> EXERCISE INSTRUCTIONS
Return every line of the material below unchanged, character for character.

> DATA TO PROCESS

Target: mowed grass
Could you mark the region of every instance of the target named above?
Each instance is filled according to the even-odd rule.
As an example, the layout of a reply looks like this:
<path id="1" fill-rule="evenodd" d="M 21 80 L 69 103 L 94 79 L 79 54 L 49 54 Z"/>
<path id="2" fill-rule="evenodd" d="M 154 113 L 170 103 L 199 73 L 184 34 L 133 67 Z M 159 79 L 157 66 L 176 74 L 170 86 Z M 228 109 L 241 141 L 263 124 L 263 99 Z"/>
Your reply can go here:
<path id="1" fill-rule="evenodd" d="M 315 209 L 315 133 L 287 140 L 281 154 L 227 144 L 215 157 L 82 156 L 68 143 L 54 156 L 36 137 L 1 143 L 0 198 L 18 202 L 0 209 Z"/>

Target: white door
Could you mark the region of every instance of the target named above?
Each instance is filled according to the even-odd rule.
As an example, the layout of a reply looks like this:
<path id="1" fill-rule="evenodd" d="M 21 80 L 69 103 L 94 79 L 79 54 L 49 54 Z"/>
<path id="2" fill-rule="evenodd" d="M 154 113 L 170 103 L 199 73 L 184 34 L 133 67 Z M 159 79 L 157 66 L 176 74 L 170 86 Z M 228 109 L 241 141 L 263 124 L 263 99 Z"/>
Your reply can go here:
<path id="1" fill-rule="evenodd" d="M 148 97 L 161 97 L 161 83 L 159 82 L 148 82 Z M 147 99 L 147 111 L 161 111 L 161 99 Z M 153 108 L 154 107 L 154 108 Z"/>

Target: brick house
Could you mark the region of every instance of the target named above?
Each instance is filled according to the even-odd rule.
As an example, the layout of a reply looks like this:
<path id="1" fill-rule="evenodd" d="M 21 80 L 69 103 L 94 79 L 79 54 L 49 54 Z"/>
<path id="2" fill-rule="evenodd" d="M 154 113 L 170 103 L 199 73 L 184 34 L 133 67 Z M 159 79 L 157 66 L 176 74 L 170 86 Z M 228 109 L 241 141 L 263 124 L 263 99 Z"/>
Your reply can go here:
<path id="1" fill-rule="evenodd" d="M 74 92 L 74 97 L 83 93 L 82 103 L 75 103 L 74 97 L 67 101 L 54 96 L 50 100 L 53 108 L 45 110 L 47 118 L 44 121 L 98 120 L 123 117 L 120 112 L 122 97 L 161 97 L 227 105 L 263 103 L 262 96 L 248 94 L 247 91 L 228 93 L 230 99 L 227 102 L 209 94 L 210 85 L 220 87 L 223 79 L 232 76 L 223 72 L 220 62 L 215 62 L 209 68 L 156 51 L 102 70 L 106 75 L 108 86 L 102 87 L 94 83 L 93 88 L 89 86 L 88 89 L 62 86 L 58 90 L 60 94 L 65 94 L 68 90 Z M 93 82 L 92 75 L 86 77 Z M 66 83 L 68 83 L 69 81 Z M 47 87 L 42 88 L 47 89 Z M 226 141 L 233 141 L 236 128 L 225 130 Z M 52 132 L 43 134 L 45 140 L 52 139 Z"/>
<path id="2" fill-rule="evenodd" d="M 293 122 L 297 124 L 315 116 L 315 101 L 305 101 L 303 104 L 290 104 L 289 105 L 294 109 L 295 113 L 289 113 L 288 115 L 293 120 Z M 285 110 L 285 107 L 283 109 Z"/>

> THE RESULT
Target: mowed grass
Could you mark the region of every instance of the target named above?
Each instance is filled according to the even-odd rule.
As an example, the layout of a reply looks like this:
<path id="1" fill-rule="evenodd" d="M 21 80 L 69 103 L 94 79 L 79 54 L 49 54 Z"/>
<path id="2" fill-rule="evenodd" d="M 154 113 L 170 103 L 199 73 L 184 34 L 133 67 Z M 159 79 L 157 66 L 176 74 L 170 86 Z M 228 109 L 241 141 L 263 124 L 263 99 Z"/>
Your reply can go here:
<path id="1" fill-rule="evenodd" d="M 315 209 L 315 133 L 287 140 L 281 154 L 227 144 L 215 157 L 82 156 L 68 143 L 54 156 L 36 137 L 1 143 L 0 198 L 18 202 L 0 209 Z"/>

Target: white door
Could you mark the region of every instance of the target named above?
Each instance is filled according to the even-odd rule.
As an example, the layout of a reply looks like this:
<path id="1" fill-rule="evenodd" d="M 21 80 L 69 103 L 94 79 L 79 54 L 49 54 Z"/>
<path id="2" fill-rule="evenodd" d="M 154 113 L 170 103 L 199 73 L 184 34 L 133 67 Z M 159 79 L 157 66 L 176 74 L 170 86 Z M 228 109 L 241 141 L 263 124 L 263 99 Z"/>
Your reply can go here:
<path id="1" fill-rule="evenodd" d="M 148 97 L 161 97 L 161 83 L 159 82 L 148 82 Z M 147 99 L 147 111 L 161 111 L 161 99 Z M 153 108 L 154 107 L 154 108 Z"/>

Target: brick house
Could you mark the region of every instance of the target named above?
Each instance is filled according to the even-odd rule.
As an example, the layout of a reply looks like this:
<path id="1" fill-rule="evenodd" d="M 21 80 L 69 103 L 94 79 L 79 54 L 49 54 Z"/>
<path id="2" fill-rule="evenodd" d="M 154 113 L 170 103 L 199 73 L 184 34 L 133 67 Z M 159 79 L 157 66 L 176 74 L 170 86 Z M 228 109 L 241 141 L 263 124 L 263 99 Z"/>
Your reply can go here:
<path id="1" fill-rule="evenodd" d="M 74 92 L 74 97 L 83 93 L 82 103 L 75 103 L 74 97 L 67 101 L 54 96 L 50 100 L 53 108 L 45 110 L 47 118 L 44 121 L 98 120 L 123 117 L 120 112 L 122 97 L 161 97 L 227 105 L 263 103 L 262 96 L 248 94 L 247 91 L 228 93 L 230 99 L 227 102 L 209 94 L 210 85 L 220 87 L 223 79 L 232 76 L 223 72 L 220 62 L 215 62 L 209 68 L 156 51 L 102 70 L 106 75 L 108 86 L 102 87 L 94 83 L 93 88 L 89 86 L 88 89 L 62 86 L 58 90 L 60 94 L 65 94 L 68 90 Z M 93 82 L 92 75 L 86 77 Z M 66 83 L 68 83 L 69 81 Z M 47 87 L 42 88 L 47 89 Z M 226 141 L 233 141 L 236 128 L 225 130 Z M 52 132 L 43 134 L 45 140 L 52 139 Z"/>
<path id="2" fill-rule="evenodd" d="M 293 122 L 297 124 L 315 116 L 315 101 L 305 101 L 303 104 L 290 104 L 289 105 L 294 109 L 295 113 L 289 113 L 288 115 L 293 120 Z M 285 110 L 285 107 L 283 109 Z"/>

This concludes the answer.